══ THE RECORDS ══
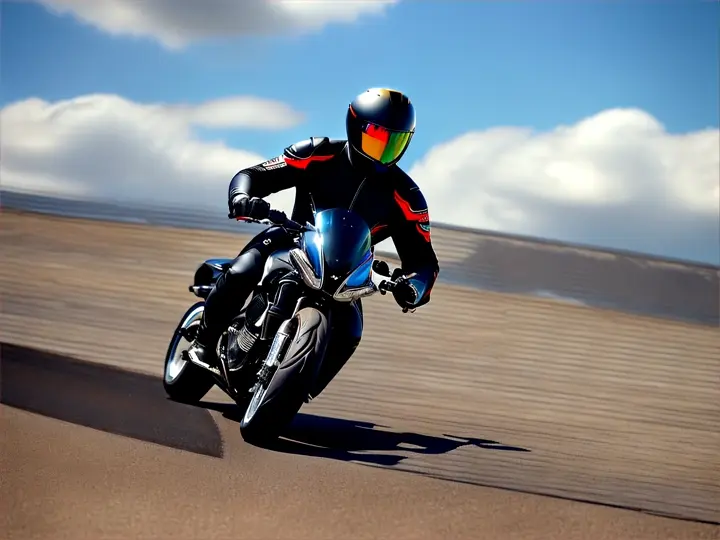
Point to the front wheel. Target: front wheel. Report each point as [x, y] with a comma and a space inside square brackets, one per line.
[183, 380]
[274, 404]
═══
══ THE RECORDS ══
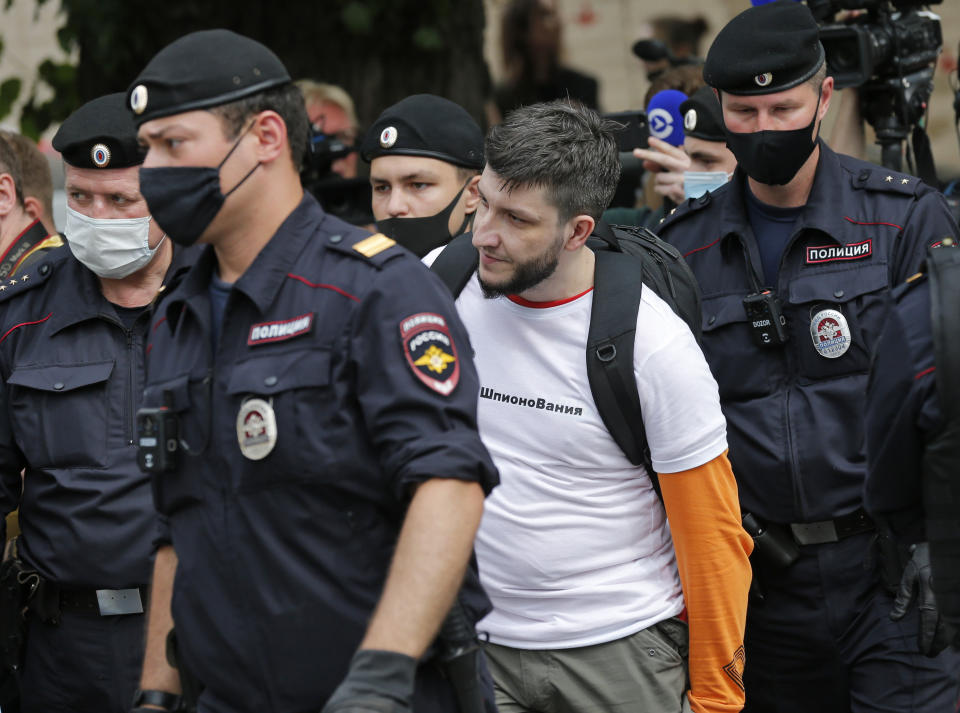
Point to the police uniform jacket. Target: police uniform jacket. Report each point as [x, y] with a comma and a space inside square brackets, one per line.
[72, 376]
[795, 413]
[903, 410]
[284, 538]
═══
══ THE RECORDS ══
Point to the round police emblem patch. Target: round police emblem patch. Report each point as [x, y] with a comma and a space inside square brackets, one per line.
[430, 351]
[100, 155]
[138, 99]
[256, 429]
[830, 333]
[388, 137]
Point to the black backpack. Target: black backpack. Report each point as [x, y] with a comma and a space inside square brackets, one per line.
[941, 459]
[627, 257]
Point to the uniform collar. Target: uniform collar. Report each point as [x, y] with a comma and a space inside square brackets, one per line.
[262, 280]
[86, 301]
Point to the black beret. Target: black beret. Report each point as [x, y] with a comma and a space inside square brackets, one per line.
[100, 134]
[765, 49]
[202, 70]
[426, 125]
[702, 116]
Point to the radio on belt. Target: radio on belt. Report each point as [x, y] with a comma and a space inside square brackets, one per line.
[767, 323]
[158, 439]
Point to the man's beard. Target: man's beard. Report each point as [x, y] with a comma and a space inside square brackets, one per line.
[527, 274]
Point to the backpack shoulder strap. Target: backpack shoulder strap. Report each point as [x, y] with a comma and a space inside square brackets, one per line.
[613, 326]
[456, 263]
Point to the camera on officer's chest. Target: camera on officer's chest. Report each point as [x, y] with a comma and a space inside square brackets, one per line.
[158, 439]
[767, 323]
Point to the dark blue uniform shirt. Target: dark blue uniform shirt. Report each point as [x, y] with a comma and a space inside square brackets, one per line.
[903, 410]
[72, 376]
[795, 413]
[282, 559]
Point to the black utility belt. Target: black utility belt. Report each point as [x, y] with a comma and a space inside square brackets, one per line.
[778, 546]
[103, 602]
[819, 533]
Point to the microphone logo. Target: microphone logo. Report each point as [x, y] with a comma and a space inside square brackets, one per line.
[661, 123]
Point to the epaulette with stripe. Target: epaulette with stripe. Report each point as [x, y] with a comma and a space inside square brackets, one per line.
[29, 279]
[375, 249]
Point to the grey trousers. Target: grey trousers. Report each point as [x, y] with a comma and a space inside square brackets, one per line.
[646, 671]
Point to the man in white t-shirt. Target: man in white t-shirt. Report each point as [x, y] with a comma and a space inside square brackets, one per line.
═══
> [WHAT TO WORK ON]: Can you rewrite only the stretch from the line containing "Point to the grey" through the line containing "Point to the man in", with "white" replaced by "black" and nothing else changed?

> [SOLUTION TO THE PROBLEM]:
Point to the grey trousers. Target: grey trousers. Report each point as [x, y] with a comma and a space inside square brackets, one per line.
[646, 671]
Point to the man in black t-shirt. Target: man in black t-shirt. Report each point as [x, y] with a comma and a space inside square brackets, one per line.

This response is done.